## WHAT IS NEEDED
Extract every line of the material below that contains the word "white". Copy each such line in full and in its original order.

## GIVEN ENTRIES
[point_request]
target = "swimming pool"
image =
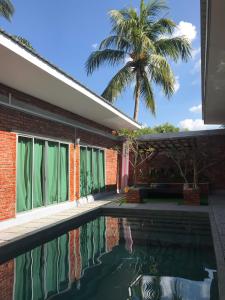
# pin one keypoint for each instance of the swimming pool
(117, 258)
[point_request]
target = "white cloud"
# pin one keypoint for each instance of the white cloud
(127, 59)
(195, 52)
(177, 84)
(197, 66)
(94, 46)
(196, 124)
(186, 29)
(196, 109)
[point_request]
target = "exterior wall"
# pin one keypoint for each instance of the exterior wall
(112, 237)
(12, 122)
(7, 280)
(161, 169)
(112, 233)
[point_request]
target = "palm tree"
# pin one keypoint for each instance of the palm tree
(6, 9)
(143, 42)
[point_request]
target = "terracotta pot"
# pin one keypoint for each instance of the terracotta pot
(133, 195)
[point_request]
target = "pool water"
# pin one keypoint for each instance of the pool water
(119, 259)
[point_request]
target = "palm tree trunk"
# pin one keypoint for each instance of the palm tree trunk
(137, 96)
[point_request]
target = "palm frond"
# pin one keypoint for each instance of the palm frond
(97, 58)
(155, 7)
(119, 82)
(147, 93)
(119, 42)
(174, 48)
(123, 21)
(161, 73)
(6, 9)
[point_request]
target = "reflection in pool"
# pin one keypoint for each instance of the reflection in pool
(117, 258)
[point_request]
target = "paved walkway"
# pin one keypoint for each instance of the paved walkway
(217, 220)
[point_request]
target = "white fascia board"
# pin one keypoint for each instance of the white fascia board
(20, 51)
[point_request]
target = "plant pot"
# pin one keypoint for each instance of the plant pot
(133, 195)
(191, 195)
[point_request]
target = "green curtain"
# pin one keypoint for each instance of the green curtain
(38, 182)
(23, 279)
(63, 196)
(63, 263)
(52, 172)
(95, 171)
(51, 267)
(96, 238)
(83, 246)
(90, 242)
(102, 170)
(38, 273)
(89, 171)
(83, 190)
(24, 174)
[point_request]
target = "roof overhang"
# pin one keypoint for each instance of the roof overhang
(180, 140)
(213, 61)
(27, 72)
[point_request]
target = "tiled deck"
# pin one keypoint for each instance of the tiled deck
(217, 220)
(18, 232)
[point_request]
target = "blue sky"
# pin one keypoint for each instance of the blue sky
(66, 35)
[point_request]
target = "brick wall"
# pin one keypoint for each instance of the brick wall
(77, 172)
(13, 121)
(72, 173)
(7, 280)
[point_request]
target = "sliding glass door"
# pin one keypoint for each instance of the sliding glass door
(92, 171)
(42, 173)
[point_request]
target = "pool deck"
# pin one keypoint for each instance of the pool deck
(17, 235)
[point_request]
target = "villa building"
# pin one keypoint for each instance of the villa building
(57, 145)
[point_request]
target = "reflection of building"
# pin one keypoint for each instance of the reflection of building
(53, 268)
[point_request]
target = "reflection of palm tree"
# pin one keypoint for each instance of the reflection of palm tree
(152, 289)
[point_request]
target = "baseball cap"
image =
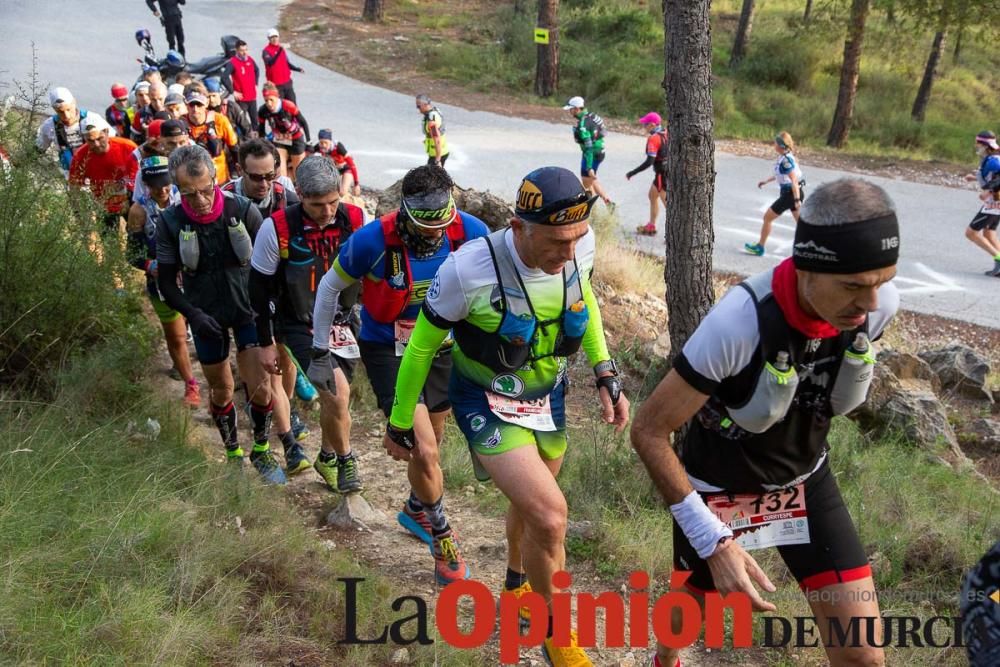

## FINAL ANSWER
target = "white cloud"
# pin one keypoint for each instance of the white cloud
target = "white fascia board"
# pin one keypoint for each instance of the white fascia board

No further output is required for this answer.